Lines of data
▬▬▬▬▬▬▬▬▬▬
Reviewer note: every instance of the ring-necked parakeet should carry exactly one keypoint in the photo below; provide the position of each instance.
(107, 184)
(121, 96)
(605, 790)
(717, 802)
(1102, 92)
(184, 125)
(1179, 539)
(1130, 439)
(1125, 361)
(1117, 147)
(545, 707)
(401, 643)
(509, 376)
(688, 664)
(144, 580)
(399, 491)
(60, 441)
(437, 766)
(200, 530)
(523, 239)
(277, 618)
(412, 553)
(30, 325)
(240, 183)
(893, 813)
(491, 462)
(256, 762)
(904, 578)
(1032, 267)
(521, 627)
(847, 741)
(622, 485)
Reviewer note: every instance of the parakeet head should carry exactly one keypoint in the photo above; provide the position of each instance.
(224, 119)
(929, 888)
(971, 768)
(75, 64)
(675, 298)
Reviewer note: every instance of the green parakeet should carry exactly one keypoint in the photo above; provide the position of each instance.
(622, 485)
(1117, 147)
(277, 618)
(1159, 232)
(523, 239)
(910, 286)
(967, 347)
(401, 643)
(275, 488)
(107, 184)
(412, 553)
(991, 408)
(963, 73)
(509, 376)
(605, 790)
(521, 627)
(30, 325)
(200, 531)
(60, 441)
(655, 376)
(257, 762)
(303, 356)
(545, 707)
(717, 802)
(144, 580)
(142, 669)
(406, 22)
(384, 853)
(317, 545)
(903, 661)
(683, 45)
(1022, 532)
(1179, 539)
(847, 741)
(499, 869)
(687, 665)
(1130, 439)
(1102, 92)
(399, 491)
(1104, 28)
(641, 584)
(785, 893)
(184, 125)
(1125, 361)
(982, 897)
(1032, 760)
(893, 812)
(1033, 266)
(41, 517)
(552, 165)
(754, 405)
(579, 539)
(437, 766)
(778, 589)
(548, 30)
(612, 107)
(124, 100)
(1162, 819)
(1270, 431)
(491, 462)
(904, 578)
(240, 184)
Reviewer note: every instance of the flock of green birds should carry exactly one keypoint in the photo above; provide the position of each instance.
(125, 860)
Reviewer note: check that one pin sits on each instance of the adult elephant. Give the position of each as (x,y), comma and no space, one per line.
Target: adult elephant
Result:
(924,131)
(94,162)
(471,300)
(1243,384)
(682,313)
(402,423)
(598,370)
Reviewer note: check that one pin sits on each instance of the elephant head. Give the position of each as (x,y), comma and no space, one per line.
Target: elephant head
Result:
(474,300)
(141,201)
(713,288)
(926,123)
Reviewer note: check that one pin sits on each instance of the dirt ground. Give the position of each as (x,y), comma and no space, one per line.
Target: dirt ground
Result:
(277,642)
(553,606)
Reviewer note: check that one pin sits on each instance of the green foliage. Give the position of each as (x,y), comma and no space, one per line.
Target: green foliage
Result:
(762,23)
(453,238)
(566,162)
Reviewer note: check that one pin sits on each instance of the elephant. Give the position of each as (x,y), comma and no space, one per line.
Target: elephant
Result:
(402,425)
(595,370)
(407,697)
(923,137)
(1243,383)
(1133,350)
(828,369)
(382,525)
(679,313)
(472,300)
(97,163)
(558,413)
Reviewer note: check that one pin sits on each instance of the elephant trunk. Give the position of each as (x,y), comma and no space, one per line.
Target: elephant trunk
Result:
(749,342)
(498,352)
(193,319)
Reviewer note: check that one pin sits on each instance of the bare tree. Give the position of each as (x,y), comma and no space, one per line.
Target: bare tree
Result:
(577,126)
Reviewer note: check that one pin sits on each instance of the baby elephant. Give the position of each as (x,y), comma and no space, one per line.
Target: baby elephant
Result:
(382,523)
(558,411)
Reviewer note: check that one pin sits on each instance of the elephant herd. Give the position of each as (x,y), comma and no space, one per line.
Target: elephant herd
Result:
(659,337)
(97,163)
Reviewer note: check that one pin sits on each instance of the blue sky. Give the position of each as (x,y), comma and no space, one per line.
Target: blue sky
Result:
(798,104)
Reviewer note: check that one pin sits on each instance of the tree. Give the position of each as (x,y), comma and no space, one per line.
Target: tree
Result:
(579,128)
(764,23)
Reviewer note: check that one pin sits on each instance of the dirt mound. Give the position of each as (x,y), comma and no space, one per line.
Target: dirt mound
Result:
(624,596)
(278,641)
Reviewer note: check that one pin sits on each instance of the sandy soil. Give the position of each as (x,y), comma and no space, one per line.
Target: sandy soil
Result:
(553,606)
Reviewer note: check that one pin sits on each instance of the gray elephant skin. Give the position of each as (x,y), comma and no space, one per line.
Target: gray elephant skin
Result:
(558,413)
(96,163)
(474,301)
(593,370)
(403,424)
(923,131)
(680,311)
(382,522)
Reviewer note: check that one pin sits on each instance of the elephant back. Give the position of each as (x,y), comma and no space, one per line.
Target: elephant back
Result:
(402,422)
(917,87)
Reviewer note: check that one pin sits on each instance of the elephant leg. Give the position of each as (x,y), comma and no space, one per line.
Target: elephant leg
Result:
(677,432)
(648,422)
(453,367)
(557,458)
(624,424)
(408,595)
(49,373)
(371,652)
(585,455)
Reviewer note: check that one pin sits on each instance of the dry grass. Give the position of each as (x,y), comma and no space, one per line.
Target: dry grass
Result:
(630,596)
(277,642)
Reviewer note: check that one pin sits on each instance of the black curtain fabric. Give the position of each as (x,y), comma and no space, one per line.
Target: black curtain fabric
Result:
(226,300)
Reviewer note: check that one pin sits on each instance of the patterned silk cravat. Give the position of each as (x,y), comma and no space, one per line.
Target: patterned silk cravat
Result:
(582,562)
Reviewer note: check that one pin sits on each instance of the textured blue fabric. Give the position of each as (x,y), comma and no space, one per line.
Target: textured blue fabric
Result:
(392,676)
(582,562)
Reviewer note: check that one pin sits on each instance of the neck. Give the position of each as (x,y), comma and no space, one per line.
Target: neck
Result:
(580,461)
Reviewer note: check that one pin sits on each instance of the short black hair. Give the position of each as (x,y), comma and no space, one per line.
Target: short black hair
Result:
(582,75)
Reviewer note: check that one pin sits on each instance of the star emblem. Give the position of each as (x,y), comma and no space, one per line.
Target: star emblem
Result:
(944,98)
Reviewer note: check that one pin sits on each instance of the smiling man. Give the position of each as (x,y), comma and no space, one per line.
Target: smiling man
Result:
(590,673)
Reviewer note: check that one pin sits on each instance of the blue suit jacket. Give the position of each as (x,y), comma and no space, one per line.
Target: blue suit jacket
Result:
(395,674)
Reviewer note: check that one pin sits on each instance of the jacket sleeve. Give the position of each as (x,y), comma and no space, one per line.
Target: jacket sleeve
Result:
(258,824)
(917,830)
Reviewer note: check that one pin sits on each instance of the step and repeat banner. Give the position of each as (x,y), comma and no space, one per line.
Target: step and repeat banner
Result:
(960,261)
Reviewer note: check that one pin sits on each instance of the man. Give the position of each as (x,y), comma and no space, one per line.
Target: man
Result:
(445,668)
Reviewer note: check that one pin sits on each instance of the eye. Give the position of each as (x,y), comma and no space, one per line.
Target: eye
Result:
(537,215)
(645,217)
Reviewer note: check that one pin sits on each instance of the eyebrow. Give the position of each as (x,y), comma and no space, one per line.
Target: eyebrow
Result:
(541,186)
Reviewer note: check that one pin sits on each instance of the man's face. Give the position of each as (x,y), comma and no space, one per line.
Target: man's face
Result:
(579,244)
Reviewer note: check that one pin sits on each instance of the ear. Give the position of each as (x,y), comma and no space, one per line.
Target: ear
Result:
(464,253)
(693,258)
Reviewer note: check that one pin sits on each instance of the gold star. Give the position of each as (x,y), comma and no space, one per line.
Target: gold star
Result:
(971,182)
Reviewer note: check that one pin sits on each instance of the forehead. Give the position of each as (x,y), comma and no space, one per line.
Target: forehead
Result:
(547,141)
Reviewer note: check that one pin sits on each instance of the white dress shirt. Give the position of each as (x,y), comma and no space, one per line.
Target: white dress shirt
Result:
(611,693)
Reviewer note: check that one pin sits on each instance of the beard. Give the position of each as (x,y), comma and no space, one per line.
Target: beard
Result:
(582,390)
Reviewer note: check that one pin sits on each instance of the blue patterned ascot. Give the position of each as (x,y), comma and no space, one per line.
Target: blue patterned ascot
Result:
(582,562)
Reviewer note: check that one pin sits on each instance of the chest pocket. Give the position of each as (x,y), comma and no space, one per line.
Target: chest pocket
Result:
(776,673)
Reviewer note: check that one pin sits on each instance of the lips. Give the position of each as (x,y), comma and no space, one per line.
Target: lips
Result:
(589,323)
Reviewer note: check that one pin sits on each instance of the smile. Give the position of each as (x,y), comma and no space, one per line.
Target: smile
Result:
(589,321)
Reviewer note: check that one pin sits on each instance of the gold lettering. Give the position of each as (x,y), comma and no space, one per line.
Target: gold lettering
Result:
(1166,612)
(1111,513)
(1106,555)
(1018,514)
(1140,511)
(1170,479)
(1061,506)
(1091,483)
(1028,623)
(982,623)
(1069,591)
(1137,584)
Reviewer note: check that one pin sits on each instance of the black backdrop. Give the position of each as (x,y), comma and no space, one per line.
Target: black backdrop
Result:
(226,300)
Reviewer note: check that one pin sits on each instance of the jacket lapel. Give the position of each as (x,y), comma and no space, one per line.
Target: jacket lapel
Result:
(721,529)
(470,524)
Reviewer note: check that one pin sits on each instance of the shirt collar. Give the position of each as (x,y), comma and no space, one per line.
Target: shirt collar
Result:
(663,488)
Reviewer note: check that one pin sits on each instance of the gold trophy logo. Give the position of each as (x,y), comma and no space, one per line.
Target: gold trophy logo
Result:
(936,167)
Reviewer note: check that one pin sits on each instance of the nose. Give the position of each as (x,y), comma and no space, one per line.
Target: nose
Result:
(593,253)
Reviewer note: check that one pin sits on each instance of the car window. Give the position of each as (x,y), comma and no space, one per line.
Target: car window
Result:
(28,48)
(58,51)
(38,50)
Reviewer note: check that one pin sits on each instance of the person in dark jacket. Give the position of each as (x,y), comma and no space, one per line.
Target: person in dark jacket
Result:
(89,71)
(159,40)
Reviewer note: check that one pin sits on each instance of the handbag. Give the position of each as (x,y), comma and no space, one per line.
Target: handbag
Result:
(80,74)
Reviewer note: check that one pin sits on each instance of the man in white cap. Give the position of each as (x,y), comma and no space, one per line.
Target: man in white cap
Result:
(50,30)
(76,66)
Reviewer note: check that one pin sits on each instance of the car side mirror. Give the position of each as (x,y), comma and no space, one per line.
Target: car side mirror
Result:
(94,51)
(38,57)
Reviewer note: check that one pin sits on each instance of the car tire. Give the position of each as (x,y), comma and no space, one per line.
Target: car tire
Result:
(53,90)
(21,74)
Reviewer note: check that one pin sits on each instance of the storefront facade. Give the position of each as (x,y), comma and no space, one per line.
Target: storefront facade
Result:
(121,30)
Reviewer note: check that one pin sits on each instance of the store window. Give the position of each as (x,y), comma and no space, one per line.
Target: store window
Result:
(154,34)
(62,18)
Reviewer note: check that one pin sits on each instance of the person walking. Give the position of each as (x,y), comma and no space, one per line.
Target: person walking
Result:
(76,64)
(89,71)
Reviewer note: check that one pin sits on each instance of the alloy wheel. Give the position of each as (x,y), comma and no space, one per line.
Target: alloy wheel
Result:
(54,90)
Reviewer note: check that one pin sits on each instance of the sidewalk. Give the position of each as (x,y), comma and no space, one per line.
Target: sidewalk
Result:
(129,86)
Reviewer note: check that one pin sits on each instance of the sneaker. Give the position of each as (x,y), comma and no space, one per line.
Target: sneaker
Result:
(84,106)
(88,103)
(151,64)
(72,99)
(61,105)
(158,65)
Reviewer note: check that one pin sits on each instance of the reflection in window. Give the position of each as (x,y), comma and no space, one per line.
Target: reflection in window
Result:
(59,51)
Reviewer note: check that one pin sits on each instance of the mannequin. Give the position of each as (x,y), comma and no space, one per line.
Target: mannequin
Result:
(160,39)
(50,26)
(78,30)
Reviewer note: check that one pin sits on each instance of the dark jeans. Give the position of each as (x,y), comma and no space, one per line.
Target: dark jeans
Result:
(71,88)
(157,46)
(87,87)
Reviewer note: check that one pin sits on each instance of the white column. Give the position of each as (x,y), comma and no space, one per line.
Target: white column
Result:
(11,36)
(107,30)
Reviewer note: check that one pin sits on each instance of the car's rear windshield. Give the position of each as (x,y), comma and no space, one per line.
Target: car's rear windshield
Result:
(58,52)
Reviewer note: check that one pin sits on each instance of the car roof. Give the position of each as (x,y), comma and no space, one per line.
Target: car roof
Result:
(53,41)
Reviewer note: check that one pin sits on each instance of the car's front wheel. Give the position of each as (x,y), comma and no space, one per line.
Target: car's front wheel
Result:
▬▬▬▬▬▬▬▬▬▬
WHAT IS NEEDED. Transcribe exactly the line containing "the white column." and all remaining lines of the material, ending with the last one.

WRITTEN SOLUTION.
Reviewer note: check that one pin sits on each instance of the white column. Give the position of each as (x,y), comma and no space, one per line.
Target: white column
Result:
(11,36)
(107,30)
Reviewer note: check that one pin sits on each instance of the car's rear windshield. Give the position of each as (x,y), comma and no space, one per line.
Target: car's rear windshield
Result:
(58,52)
Reviewer note: check that one pin sits on each instance of the car roof. Give the position of each as (x,y), comma and no space, one per line.
Target: car roof
Result:
(53,41)
Reviewer note: check that one pin sits on each instance of the car's front wheel. Give the position of each as (x,y), comma and no space, one per line.
Target: car's front wheel
Result:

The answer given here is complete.